Centrafrique : déclaration de la plateforme Siriri sur la situation politique et sécuritaire du pays.
DECLARATION DE LA PLATE FORME SIRIRI
La coalition SIRIRI adresse au peuple centrafricain, en ce début d’année 2018, ses meilleurs vœux de paix, de réconciliation et de reconstruction pour son bien-être.
En République centrafricaine (RCA), les violences meurtrières s’enchaînent, persistent et s’aggravent. Les groupes armés se sont multipliés. La situation s’est complexifiée et dégradée. Les massacres se sont accentués sur l’ensemble du pays. Des villages entiers sont détruits et brûlés. Une mission onusienne de maintien de la paix, MINUSCA, présente depuis avril 2014, avec ses milliers de casques bleus et de policiers, n’a pas permis la restauration de la paix, et le retour à une gouvernance démocratique en République Centrafricaine. Des hommes qui devraient être désarmés et cantonnés selon plusieurs résolutions du Conseil de Sécurité des Nations Unies continuent à se déplacer et à agir à leur guise. Même la capitale Bangui est le théâtre de violences meurtrières. Les interférences étrangères ont participé à aggraver la crise centrafricaine la plus destructrice de son histoire. Les groupes armés centrafricains poursuivent leurs exactions car il n’y a pas de solution pour eux non plus. La situation continuera inexorablement à se dégrader.

● **ENTRÉES DE DONNÉES**
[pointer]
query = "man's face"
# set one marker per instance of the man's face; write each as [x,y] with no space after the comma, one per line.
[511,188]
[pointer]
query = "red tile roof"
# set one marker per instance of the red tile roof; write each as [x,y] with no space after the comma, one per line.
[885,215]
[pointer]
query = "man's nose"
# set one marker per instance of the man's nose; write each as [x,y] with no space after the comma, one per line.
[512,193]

● **CONSIGNES**
(a) Selon l'extrait, depuis quand la MINUSCA est-elle présente en République centrafricaine ?
(b) Résumez l'extrait en deux phrases.
(c) Transcrivez le passage de l'extrait en commençant aux mots « Centrafrique : déclaration » et en vous arrêtant après les mots « pour son bien-être. ».
Les items constituent un ensemble distinct de l'extrait.

● **RÉPONSES**
(a) Depuis avril 2014.

(b) Au début de l'année 2018, la coalition SIRIRI adresse au peuple centrafricain ses vœux de paix, de réconciliation et de reconstruction. Elle décrit une République centrafricaine où les violences meurtrières s'aggravent, où les groupes armés se multiplient et où la MINUSCA n'a pas permis de restaurer la paix, et elle annonce que la situation continuera à se dégrader.

(c)
Centrafrique : déclaration de la plateforme Siriri sur la situation politique et sécuritaire du pays.
DECLARATION DE LA PLATE FORME SIRIRI
La coalition SIRIRI adresse au peuple centrafricain, en ce début d’année 2018, ses meilleurs vœux de paix, de réconciliation et de reconstruction pour son bien-être.